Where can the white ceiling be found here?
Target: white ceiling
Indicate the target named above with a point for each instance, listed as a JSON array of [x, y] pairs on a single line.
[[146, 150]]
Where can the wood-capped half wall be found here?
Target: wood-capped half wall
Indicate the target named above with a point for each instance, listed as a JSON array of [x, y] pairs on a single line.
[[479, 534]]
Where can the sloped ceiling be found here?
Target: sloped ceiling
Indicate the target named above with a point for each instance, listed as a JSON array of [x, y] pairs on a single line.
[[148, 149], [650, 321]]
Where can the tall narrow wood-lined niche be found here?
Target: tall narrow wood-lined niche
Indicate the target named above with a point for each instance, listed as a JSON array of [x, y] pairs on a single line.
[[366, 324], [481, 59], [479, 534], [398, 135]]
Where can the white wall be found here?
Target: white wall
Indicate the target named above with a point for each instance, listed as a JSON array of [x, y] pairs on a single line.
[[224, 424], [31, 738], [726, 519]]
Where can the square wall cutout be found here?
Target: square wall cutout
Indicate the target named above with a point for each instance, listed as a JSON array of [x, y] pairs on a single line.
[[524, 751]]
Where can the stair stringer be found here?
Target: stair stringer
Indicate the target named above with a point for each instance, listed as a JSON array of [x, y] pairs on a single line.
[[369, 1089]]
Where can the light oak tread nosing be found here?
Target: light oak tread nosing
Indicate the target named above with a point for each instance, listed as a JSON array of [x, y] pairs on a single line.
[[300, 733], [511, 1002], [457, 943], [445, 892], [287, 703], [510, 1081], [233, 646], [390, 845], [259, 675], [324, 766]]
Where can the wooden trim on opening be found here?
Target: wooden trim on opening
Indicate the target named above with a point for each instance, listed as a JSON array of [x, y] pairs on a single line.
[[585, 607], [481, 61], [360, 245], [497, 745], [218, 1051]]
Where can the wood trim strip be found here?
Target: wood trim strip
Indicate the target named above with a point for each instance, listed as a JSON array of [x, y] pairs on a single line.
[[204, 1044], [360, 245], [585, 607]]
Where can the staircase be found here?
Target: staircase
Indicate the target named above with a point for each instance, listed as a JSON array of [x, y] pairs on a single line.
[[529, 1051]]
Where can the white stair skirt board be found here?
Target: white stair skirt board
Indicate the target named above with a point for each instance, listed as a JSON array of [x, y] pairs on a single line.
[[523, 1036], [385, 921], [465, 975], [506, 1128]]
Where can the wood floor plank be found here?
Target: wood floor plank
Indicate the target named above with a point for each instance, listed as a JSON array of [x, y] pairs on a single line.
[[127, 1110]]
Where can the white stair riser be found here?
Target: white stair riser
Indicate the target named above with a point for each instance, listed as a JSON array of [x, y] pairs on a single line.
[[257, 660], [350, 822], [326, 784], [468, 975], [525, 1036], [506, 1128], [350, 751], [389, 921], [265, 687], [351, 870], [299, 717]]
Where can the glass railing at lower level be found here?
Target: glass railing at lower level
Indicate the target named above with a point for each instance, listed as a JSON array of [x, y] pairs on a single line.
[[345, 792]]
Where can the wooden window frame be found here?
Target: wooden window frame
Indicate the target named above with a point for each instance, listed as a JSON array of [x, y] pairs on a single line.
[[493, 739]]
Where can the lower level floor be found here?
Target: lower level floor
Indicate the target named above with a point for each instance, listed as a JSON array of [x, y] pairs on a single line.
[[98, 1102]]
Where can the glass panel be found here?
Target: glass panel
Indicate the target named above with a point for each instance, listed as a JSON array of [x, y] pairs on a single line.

→ YOUR ASSIGNMENT:
Show every line in the listing above that carries the word "stringer".

→ TASK SOLUTION:
Where can the stair stringer be found here?
Target: stair stringer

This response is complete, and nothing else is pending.